**Document section:**
★ ★ ★ ★

The rationale behind the
signing of international treaties is to foster peace, unity and cooperation
amongst member states, each member state is expected to enforce the provisions
of the treaties in accordance with the modalities prescribed by their laws.
However, some state parties have devised a scheme of ratifying international
agreements without taking the necessary internal steps to ensure the
enforcement of their treaty obligations, while continuing to derive various
benefits from these multilateral arrangements. The stringent requirement of
domestication of international treaties before enforceability was introduced
into the laws of some dualist state parties like Nigeria, causing a hindrance
to the speedy enforcement of treaty provisions and also creating a leeway for
member states to evade their international obligations.

Nigeria is a signatory
to several international agreements but only a fraction of such agreements have
been domesticated in our laws.[2] In Nigeria, ratifying or signing a
treaty is insufficient to obtain the force of law, there is a requirement for
domestication of such treaty before it can be enforceable. Arguments have
arisen on the propriety of such actions by state parties as amounting to a breach
of international obligations since those same state parties enjoy the benefits
of being signatories to international treaties in the territory of other member
states but in turn block the enforcement of the provisions of those
international treaties in their jurisdiction using the excuse of
non-domestication.

 

Understanding Domestication
of International Agreements

International agreements are
formal understandings between contracting state parties with an intention to be
legally bound. They are governed by international law and are codified into
single or multiple legal instruments. They could be bilateral or multilateral
and are usually arrived at after series of negotiations among member states. A
variety of nomenclature has been used to describe international agreements.
Some of which include: Treaties, Conventions, Protocols, Pacts, Accord etc.[3]

Domestication of an
international agreement is the process of incorporating the provisions of a
treaty into the extant laws of a country to give it force of law in that
country. It is not all countries that adopt the dualist system of domestication
of international agreements before enforceability. For some countries operating
a monist system like France, Switzerland and the Netherlands, there is no
provision for domestication before enforceability of a treaty.[4] In fact, in France, ratified
treaties upon publication prevail over their domestic laws.[5]

In Nigeria, international
agreements do not automatically have the force of law after ratification; there
is a constitutional requirement for every international treaty to be
domesticated before it can have the force of law. Section 12 of the 1999 Constitution
of the Federal Republic of Nigeria (as amended) stipulates that: “No
treaty between the Federation and any other country shall have the force of law
except to the extent to which any such treaty has been enacted into law by the
National Assembly.”
 As a result of this constitutional provision the
figurative hands of justice have been held captive, as judges are usually
reluctant to deliver decisions which directly conflict with the provisions of
the constitution and would generally refrain from enforcing the provisions of
international treaties which have not yet been domesticated. In Abacha
v Fawehinmi
,[6] the Nigerian Supreme Court held
that: “It is therefore manifest that no matter how beneficial to the
country or the citizenry, an international treaty to which Nigeria has become a
signatory may be, it remains unenforceable, if it is not enacted into the law
of the country by the National Assembly.”

★ ★ ★ ★

**Region labeling records:**

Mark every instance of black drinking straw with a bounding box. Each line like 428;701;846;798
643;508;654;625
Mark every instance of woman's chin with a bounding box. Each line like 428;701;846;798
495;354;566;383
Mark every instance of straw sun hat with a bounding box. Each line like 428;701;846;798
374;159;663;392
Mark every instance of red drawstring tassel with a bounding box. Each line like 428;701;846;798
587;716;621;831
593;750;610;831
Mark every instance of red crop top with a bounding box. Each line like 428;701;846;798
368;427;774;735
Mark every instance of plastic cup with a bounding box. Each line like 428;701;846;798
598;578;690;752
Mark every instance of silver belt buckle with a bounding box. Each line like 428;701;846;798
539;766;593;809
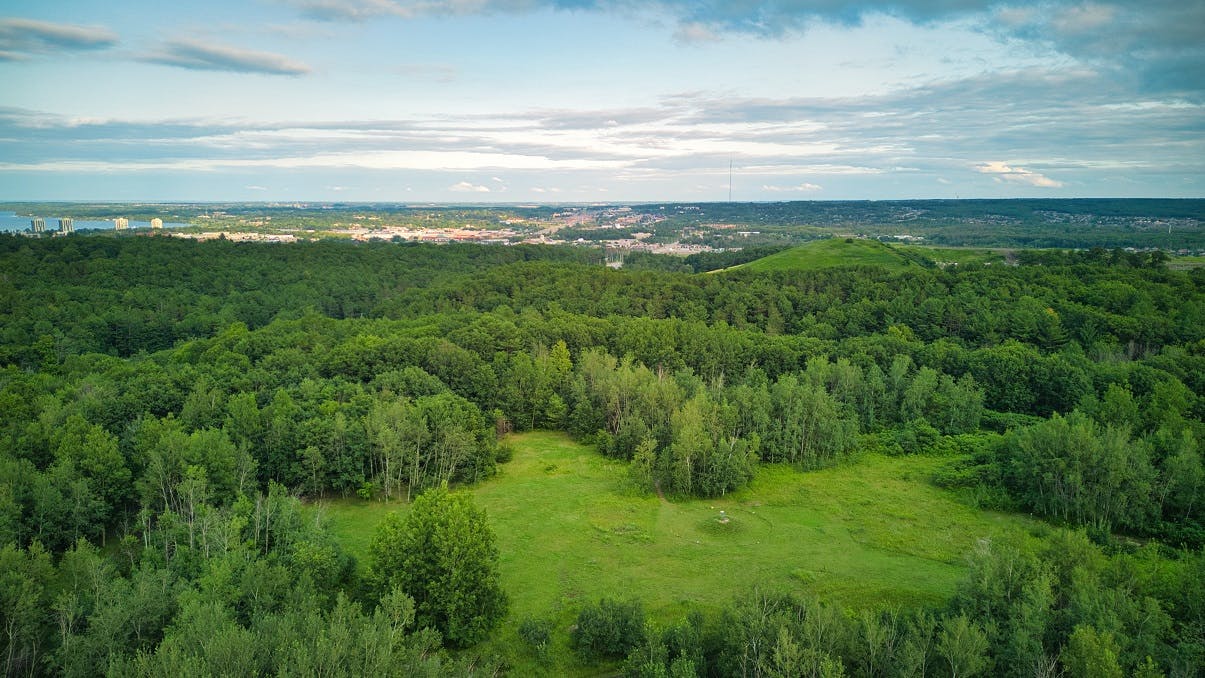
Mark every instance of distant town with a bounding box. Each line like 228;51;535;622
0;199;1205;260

★ ★ ★ ★

**Written task 1:**
Duplicate the passage on treaty domestication between "The rationale behind" and "by their laws.", inclusive.
**Written task 2:**
Pull out every line of the records that contains the string "straw". Case matters.

**Task result 1:**
The rationale behind the
signing of international treaties is to foster peace, unity and cooperation
amongst member states, each member state is expected to enforce the provisions
of the treaties in accordance with the modalities prescribed by their laws.

**Task result 2:**
Mark every instance of black drinking straw with a bounding box. Each line like 428;701;846;798
Mark every instance of straw sun hat with a bounding box. Each line like 428;701;846;798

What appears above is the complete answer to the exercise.